## Direction
Retype the data below without altering anything.

# # # # #

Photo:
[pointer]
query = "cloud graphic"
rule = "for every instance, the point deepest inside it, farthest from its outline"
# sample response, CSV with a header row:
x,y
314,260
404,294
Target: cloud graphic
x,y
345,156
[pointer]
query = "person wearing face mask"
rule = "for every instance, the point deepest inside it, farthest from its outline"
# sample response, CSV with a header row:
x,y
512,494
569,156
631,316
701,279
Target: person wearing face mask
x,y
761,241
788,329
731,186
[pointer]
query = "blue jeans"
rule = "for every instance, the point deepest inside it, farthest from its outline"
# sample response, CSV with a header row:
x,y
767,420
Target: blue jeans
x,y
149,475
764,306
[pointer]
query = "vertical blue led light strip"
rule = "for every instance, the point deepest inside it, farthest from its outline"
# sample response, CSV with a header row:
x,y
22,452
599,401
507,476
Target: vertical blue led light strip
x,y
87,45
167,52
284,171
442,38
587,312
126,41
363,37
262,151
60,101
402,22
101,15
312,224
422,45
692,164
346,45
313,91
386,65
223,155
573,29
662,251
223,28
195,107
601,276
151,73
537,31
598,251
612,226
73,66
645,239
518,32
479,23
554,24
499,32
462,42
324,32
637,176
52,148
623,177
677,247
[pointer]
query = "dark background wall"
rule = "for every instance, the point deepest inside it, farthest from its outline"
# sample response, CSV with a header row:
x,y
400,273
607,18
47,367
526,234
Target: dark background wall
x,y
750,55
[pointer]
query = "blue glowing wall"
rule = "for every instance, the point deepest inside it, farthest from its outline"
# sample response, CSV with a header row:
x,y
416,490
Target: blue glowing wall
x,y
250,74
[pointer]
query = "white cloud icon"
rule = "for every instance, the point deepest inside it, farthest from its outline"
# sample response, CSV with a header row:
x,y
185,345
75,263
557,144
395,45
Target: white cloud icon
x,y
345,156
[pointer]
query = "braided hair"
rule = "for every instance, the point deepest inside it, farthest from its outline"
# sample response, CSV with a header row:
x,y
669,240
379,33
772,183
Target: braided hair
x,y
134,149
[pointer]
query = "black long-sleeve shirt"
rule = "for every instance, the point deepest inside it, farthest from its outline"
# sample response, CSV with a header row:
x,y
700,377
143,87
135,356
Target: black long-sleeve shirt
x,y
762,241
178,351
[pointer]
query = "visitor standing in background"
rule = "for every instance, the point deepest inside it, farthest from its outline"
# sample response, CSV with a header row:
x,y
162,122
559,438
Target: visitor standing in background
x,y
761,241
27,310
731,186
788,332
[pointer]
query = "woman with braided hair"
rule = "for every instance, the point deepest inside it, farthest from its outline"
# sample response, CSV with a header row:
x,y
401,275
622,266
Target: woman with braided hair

# # # # #

## Task solution
Photo:
[pointer]
query = "cloud graphic"
rule = "for every instance, the point deepest inside it, farthest from its outline"
# sample response, CSV with a header row:
x,y
314,260
404,294
Target: cloud graphic
x,y
345,156
[pointer]
query = "person wearing face mask"
rule = "for every instance, the point deepest inside it, farthest from its outline"
# sample response, CSV with a header row:
x,y
512,494
569,156
631,316
701,279
Target: person wearing face mask
x,y
761,241
788,329
731,186
[pointer]
query = "blue jeans"
rule = "for every instance, the point deepest inside it, farthest from its outline"
# sample response, CSV with a header row:
x,y
767,420
Target: blue jeans
x,y
149,475
764,306
[pointer]
query = "vertical blue led light strip"
rule = "for every instance, the point deepest inside it, farthest from its outline"
# sample response, CSV with a header row:
x,y
22,452
599,401
507,476
Target: vertical blue led light strip
x,y
87,45
167,52
284,171
442,38
587,312
126,41
363,37
262,151
60,101
402,22
101,15
312,224
422,45
692,164
346,45
313,91
386,65
223,155
573,29
662,251
223,28
195,107
601,276
151,73
537,31
598,251
612,226
73,66
645,239
518,32
479,23
554,24
499,32
462,42
324,32
637,176
52,148
623,177
677,247
[pointer]
query = "dark background wall"
rule = "for every instance, the point deepest inside it, farthest from its outline"
# sample response, CSV with a header row:
x,y
400,273
607,18
47,367
526,234
Target: dark background wall
x,y
750,55
[pointer]
query = "blue glowing wall"
rule = "for every instance, the point deepest inside it, farthest from its outline"
# sample response, CSV with a header row:
x,y
416,490
Target: blue glowing wall
x,y
250,74
[pointer]
query = "white cloud icon"
rule = "for every instance, the point deepest inside it, farthest from its outline"
# sample response, CSV with a header row:
x,y
185,345
75,263
557,144
395,45
Target: white cloud icon
x,y
345,156
[pointer]
query = "braided hair"
rule = "for every instance, the point deepest inside it, farthest from its outline"
# sample response, CSV with a header row:
x,y
669,240
379,33
772,183
Target: braided hair
x,y
134,149
[pointer]
query = "black long-sleeve shirt"
rule = "for every instance, the point deepest inside it, farthest from its outline"
# sample response, CSV with a header row:
x,y
700,377
143,87
135,356
Target: black long-sleeve shirt
x,y
762,241
178,351
[pointer]
query = "visitor standing in background"
rule = "for every instance, the point deepest inside it, farthest from its outline"
# sample response, CSV with a header row:
x,y
162,122
559,438
Target: visitor standing in background
x,y
761,241
27,310
731,186
788,332
[pointer]
query = "woman with braided hair"
rule = "for every instance, the point deepest inside it, farthest from its outline"
# sample response, CSV with a header row:
x,y
401,275
622,266
Target: woman with braided hair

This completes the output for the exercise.